### Activity:
Every line containing the word "granite" must be pulled from the records.

Records drawn from a dataset:
▼
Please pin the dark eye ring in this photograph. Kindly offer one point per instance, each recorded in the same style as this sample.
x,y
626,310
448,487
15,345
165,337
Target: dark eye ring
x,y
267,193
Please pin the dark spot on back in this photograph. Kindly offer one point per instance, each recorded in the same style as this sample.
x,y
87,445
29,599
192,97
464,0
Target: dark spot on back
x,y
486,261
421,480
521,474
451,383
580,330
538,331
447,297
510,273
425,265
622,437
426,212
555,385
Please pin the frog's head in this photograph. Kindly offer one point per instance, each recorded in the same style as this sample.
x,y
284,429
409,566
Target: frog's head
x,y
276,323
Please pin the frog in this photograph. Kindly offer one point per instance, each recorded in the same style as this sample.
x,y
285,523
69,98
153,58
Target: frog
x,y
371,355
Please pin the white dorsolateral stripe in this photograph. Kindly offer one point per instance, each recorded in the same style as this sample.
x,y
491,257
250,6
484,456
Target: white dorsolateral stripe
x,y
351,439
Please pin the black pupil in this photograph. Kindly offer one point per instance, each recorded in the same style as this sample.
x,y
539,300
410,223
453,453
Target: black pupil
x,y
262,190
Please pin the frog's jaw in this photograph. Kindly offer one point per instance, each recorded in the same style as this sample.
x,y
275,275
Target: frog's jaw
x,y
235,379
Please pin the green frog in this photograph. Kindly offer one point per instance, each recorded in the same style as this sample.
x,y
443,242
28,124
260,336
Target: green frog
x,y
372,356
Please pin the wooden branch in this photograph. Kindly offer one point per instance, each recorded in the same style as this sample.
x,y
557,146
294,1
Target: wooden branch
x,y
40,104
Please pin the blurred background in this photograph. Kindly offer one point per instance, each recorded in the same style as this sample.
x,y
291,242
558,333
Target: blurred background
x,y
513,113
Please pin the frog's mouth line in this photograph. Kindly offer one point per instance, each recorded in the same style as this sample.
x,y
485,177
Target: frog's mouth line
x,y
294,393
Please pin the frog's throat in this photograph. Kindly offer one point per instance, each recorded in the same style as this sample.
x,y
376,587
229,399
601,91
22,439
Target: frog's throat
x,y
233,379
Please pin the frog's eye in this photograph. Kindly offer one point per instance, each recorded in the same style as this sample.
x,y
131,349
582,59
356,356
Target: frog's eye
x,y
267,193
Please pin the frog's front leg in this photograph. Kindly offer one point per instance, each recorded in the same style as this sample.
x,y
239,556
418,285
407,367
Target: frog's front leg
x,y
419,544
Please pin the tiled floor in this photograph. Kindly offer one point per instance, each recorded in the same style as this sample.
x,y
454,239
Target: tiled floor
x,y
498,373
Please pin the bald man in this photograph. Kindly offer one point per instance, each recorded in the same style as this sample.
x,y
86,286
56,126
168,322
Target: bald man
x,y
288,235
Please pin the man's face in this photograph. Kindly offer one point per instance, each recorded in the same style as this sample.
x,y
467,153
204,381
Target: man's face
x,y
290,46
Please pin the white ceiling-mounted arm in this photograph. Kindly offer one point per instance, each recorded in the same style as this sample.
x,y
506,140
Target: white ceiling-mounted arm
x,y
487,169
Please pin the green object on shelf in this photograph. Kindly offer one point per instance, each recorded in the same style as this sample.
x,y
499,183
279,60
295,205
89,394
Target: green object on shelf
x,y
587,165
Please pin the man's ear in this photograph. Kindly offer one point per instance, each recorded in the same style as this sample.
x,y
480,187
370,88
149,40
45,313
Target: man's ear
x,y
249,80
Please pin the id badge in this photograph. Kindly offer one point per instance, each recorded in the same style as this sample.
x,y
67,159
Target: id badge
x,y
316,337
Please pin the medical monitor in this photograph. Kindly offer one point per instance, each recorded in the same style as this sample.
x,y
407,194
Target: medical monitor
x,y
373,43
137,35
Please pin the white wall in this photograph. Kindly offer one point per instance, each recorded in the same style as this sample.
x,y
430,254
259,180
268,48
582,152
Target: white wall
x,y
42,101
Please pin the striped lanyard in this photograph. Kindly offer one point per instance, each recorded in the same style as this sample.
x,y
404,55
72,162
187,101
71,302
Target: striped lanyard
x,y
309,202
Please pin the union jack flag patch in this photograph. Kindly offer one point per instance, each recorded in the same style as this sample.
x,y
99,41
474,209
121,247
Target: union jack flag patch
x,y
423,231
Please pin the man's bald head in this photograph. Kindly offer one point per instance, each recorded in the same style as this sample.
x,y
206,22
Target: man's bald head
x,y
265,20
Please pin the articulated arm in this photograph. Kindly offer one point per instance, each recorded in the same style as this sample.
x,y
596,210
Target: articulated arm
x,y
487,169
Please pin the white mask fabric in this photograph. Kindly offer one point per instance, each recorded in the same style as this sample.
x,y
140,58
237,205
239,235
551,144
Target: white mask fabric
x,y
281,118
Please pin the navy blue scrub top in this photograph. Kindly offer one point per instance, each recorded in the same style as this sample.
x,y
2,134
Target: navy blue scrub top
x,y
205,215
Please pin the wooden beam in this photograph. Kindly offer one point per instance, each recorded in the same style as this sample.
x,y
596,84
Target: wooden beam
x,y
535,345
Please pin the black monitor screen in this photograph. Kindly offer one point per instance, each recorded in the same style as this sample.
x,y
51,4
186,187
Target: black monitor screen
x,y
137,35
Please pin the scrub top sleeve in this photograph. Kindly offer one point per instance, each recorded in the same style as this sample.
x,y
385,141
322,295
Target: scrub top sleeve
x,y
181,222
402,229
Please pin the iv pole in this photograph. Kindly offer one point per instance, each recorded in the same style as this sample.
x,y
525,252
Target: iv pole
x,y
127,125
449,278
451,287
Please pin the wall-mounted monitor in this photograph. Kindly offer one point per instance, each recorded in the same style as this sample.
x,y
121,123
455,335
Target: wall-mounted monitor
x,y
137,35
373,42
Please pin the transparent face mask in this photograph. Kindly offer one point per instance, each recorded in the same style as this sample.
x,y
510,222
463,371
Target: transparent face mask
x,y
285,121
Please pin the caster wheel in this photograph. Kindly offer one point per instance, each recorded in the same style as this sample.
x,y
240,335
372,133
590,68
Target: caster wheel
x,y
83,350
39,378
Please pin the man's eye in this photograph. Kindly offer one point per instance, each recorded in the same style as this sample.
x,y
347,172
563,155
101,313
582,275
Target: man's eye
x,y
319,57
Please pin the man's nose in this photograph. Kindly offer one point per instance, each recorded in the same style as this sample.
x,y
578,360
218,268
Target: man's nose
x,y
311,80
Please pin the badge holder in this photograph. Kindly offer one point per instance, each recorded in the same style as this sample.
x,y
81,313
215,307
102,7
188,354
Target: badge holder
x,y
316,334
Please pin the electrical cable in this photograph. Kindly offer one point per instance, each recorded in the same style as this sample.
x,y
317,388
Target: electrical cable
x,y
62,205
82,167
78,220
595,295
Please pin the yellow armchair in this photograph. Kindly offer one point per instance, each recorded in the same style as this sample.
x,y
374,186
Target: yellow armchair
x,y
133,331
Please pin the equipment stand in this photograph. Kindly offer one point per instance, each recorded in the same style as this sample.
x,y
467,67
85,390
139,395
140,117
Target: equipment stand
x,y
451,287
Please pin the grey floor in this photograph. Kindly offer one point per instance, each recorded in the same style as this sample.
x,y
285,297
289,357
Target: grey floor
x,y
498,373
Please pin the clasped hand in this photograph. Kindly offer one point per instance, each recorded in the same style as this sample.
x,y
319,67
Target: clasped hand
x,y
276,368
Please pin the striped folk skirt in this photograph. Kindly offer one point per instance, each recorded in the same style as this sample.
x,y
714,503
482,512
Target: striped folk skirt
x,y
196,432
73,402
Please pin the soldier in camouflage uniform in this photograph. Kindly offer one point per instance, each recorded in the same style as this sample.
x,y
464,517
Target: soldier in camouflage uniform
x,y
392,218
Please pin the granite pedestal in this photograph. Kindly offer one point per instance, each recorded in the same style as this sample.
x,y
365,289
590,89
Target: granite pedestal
▲
### Answer below:
Please pin the granite pedestal in this photograph. Kindly offer one point per instance, each recorded in the same style as this sample.
Target: granite pedestal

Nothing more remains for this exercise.